Extract |
The Marketability Monster

I have a problem people. See, the thing is I’m doing my best to build this whole “writer’s platform” thing so that I can grow my fanbase. I have to say that on the whole it’s a lot of fun interacting with all of you, and writing this blog every day has been a great experience.

There’s only one problem. I’m doing it wrong.

Well, not everything. Just the one thing mostly. But it’s something important. See, I’m supposed to be turning myself into a brand. I’m supposed to be building up the kind of persona online that will hopefully draw people to read my books.

It shouldn’t be that hard. When you think, Heinze you think catsup. When you think IBM you think computers. When you think Toyota you think dying in a horrible fireball of twisted metal that’s hurtling toward a group of unsuspecting preschoolers.

And when you think Albert Berg you think…well what exactly? This is the problem for me. I’m supposed to pick a genre and stick with it. And I know it’s good advice.

Stephen King writes horror. Michael Connelly writes mysteries. Simon Winchester writes non-fiction about smart people.

The problem is I do not want to be pinned down. Let me give you an example.

The story I’m working on currently is called The Mulch Pile. The Mulch Pile is a story about two brothers in a disfuntional family and what happens when the garden mulch pile comes to life and starts wreaking havoc in their already unbalanced lives. You could loosely classify it as Horror.

But the other day I was mulling some ideas over in my head, and I came up with a loose outline for a story about a goth dude who drives a Mary Kay pink Cadillac, a homeless woman, and an everyman sales clerk who all get in way over their heads when they face off with a group of drug-dealing grannies. I’m not sure where you classify that one, but I’m pretty sure its as far from Horror as you can get.

And I really want to write both of them. I know it’s wrong. I know it’s absolutely counterintuitive. I know people want to know what to expect when they pick up a book with my name on it.

Exercise tasks |
1. In the branding blog post, what is the title of the story currently in progress?
2. Please continue the branding blog post from its last sentence.
The listing that follows is not needed.

Listed records |
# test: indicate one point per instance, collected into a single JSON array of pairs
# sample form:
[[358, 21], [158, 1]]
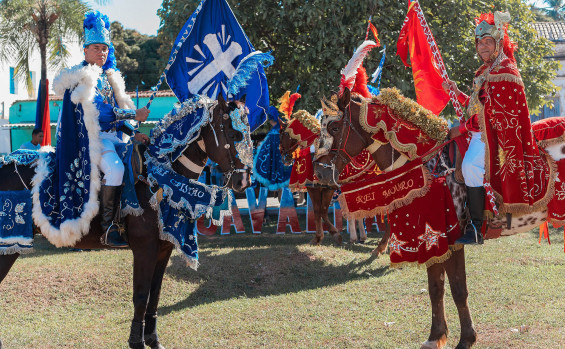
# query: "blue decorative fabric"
[[205, 55], [19, 157], [268, 167], [66, 188], [184, 201], [16, 233], [170, 137], [376, 76]]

Responses by task |
1. The Mulch Pile.

2.
But I can’t bring myself to commit. There are just so many wonderful stories out there to write, so many crazy things I want to try out. How am I supposed to narrow it down?

This is usually the part of the blog where I give you some kind of answer, some resolution to the problem presented. The problem is I don’t have one. Maybe I really should just buckle down and forget about my dreams of diversity.

Maybe you’ve got a better solution. Or maybe you’re facing the same problem. If you’ve got some advice for me, I’d love to hear it. If you’re in the same boat, I’d love to hear that too.

For now, all I can say is that I’m enjoying the ride. I may not be making much of a brand for myself, but I’m having a whole lot of fun along the way.

13 responses to “The Marketability Monster

  1. I am new to this writing thing. I obviously write fiction but within fiction where do I find my niche? For now, I think I will just write what falls from my head. Some day if I am loucky perhaps I will publish a book. 🙂

  2. My solution is to forget the branding BS and write what you want. Branding is for writers who are content to write to a formula for people who love formula books. Underlying that is the belief that every writer wants to be a best-selling writer. Two ideas have dominated the publishing industry for far too long. 1. You have to write within a well-defined genre. 2. Once you’ve established yourself in that genre, you have to stick with it. Is it any wonder that so few great novels are published anymore? Aside from the other benefits of self-publishing, it should give you the freedom to find an audience for your work in any genre. If you write both horror and romance, and I don’t care for romance, that’s not going to stop me from buying your horror novels if I enjoy them. On the other hand, If I think your horror novels are really great, I might take a chance and try one of your romance novels.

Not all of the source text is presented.